:: WHAT YOU NEED TO DO ::
Show every line below that contains the word "wooden". Case counts.

:: TASK MATERIAL ::
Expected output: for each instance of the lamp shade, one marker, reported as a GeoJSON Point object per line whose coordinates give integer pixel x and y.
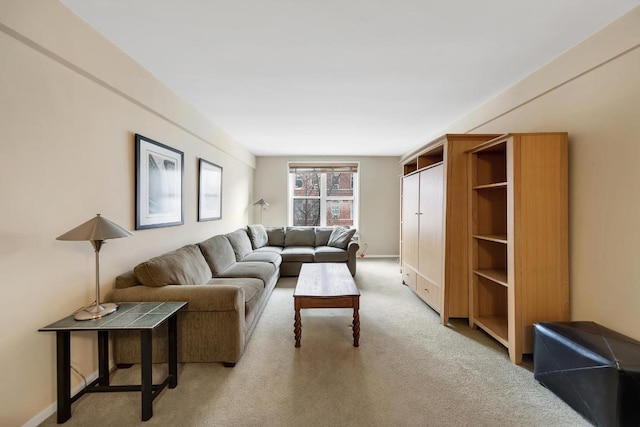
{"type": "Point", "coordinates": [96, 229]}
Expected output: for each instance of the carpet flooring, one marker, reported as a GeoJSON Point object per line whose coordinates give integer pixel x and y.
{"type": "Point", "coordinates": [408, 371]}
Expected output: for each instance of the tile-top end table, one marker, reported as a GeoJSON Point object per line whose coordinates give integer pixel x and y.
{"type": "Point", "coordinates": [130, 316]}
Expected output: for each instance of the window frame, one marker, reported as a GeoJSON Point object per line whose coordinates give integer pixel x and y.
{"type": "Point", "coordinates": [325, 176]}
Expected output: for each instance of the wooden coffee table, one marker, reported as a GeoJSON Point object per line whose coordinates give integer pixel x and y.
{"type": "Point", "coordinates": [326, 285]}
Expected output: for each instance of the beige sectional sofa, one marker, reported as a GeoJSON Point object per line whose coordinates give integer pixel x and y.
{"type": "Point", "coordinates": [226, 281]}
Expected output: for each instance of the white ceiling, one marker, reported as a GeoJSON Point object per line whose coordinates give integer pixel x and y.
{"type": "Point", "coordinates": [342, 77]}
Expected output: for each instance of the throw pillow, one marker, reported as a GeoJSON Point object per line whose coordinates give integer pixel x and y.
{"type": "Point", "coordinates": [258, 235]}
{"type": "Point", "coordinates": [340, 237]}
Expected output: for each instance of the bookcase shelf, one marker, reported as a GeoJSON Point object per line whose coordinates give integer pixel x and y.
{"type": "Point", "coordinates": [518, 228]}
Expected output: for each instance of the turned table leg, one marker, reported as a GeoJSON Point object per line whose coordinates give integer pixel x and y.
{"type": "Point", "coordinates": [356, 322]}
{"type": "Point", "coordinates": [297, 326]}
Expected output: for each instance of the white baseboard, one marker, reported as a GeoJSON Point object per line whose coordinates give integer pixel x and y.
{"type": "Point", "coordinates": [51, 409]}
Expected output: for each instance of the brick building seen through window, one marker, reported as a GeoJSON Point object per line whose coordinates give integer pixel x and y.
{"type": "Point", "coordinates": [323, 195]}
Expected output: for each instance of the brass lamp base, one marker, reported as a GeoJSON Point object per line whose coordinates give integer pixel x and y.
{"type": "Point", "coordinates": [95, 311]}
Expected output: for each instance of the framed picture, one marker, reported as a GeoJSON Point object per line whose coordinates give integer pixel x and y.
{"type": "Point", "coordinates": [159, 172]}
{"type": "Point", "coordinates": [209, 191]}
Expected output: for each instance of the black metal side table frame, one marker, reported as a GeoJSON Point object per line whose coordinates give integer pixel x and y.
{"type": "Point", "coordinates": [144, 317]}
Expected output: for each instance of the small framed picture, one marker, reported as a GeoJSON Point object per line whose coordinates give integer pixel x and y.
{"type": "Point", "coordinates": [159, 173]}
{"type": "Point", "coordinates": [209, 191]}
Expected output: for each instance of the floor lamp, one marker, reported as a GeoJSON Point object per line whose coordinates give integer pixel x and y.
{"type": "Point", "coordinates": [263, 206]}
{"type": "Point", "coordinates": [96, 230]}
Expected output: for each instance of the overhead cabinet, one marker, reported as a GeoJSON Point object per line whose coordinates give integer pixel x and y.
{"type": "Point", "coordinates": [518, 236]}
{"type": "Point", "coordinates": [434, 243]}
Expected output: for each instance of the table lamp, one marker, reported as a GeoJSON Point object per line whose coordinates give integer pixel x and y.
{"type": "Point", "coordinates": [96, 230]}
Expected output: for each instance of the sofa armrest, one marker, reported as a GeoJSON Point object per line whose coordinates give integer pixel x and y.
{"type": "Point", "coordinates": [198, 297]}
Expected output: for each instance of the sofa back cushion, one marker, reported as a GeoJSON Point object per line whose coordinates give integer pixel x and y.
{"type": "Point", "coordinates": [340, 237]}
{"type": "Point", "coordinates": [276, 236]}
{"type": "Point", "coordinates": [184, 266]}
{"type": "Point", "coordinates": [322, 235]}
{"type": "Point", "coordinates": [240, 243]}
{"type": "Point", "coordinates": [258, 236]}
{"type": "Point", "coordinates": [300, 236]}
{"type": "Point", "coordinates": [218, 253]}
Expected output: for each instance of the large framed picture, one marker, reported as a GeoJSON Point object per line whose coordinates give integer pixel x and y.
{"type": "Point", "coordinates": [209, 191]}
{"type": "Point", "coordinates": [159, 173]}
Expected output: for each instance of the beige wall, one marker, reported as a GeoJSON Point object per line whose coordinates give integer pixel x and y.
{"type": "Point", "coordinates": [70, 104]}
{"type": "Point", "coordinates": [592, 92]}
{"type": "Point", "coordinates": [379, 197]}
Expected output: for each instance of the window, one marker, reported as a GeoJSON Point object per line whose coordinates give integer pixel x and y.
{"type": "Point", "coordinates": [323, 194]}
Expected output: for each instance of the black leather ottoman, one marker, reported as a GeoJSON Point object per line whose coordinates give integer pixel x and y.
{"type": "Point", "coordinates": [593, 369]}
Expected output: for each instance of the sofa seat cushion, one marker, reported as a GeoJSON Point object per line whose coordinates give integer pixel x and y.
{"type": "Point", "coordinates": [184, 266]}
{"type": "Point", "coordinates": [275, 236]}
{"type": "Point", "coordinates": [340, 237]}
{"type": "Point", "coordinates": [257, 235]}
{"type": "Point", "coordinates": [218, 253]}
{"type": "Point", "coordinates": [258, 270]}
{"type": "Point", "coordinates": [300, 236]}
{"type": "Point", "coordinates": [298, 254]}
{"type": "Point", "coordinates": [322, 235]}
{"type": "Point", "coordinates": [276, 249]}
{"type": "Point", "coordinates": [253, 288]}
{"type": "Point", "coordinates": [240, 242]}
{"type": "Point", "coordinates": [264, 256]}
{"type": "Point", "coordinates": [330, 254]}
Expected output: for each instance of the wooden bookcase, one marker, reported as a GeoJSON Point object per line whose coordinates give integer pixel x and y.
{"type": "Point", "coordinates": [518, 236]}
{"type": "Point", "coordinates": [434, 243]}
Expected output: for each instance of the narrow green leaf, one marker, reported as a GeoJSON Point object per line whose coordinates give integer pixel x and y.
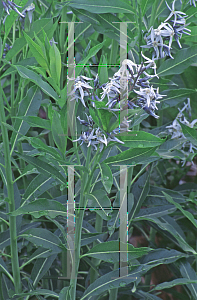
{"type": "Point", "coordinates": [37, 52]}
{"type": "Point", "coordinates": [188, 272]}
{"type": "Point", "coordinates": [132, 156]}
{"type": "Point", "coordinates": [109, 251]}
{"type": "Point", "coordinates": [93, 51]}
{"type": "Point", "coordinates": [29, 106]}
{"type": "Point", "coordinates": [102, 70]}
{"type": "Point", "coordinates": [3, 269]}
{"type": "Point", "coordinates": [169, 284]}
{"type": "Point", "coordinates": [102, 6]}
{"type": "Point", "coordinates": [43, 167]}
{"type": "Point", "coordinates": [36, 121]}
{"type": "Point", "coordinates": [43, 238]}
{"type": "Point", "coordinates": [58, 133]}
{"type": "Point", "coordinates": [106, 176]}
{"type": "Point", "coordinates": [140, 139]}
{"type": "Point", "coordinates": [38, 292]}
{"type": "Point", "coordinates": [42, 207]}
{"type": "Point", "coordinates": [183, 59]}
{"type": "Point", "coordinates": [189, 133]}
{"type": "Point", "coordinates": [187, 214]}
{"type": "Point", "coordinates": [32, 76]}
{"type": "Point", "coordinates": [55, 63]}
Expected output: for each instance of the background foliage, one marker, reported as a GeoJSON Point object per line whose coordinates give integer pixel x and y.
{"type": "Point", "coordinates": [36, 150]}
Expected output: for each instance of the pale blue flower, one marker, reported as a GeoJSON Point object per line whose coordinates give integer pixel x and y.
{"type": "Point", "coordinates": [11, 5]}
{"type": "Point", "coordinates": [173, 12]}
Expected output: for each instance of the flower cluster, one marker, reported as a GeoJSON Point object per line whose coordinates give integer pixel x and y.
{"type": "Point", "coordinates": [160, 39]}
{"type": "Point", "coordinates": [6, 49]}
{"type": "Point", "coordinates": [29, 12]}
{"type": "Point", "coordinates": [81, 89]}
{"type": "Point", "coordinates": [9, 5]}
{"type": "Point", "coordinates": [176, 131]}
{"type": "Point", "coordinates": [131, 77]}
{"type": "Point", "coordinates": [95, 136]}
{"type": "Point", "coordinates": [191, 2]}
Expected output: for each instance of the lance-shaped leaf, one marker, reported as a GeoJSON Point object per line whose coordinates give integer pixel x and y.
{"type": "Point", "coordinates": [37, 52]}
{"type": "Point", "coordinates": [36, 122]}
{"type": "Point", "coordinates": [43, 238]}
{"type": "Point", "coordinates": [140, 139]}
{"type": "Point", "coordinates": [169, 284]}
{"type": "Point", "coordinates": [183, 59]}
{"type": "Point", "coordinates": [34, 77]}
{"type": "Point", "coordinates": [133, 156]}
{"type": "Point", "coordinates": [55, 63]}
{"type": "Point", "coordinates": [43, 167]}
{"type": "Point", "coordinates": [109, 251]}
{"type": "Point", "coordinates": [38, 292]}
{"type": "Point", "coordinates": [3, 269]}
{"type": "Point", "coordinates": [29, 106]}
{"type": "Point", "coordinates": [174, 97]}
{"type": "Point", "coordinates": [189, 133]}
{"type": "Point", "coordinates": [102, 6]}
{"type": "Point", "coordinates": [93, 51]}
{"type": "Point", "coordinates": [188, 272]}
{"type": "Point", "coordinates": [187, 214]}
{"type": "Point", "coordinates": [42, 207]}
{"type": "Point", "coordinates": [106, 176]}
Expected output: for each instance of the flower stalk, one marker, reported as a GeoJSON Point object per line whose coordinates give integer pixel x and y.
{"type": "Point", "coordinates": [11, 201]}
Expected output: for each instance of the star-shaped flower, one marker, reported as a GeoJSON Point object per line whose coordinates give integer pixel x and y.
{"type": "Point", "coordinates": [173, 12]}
* * *
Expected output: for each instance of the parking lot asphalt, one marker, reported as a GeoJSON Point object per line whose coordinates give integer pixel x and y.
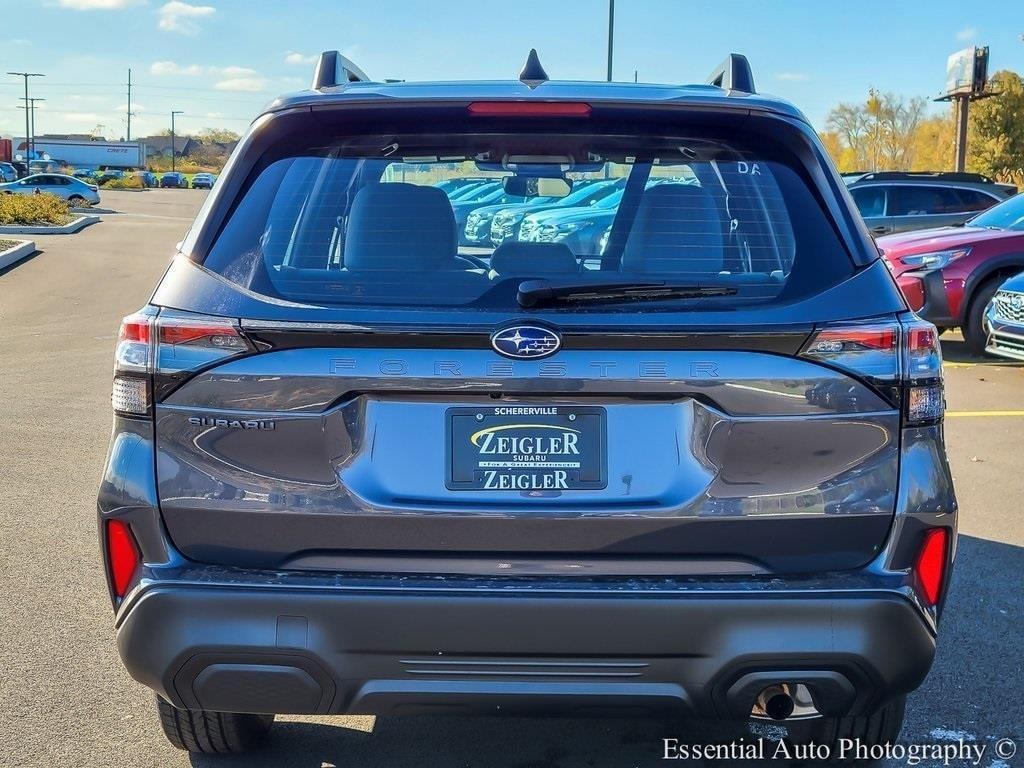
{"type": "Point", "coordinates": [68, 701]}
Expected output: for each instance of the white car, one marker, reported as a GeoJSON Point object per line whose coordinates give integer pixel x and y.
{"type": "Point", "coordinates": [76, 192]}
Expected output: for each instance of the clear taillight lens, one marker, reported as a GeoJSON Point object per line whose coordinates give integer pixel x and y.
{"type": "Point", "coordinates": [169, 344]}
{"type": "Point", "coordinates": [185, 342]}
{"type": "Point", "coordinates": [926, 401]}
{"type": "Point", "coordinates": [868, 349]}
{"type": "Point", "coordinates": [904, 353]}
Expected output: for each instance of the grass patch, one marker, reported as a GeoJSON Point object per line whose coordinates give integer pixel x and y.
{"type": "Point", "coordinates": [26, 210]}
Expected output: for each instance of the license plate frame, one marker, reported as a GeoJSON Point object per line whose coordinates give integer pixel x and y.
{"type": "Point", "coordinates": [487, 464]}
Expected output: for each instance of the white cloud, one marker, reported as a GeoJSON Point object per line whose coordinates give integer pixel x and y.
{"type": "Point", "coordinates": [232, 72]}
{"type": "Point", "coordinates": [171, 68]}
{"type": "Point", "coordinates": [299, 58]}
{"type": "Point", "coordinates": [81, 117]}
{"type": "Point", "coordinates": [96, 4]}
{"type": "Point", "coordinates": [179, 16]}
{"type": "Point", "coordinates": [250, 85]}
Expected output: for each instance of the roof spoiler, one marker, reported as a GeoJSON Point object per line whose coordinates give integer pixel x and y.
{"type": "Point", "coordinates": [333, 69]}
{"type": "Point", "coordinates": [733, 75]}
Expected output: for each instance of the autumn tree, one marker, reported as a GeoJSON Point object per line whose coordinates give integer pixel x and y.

:: SOLUTION TO THE EXERCISE ::
Expected output: for each instance of the wooden coffee table, one marker, reported as a GeoJSON Point object per line whose coordinates give integer pixel x and y.
Expected output: for each instance of the wooden bookcase, one marker, reported as a GeoJSON Point object per line whose coordinates give integer pixel x and y.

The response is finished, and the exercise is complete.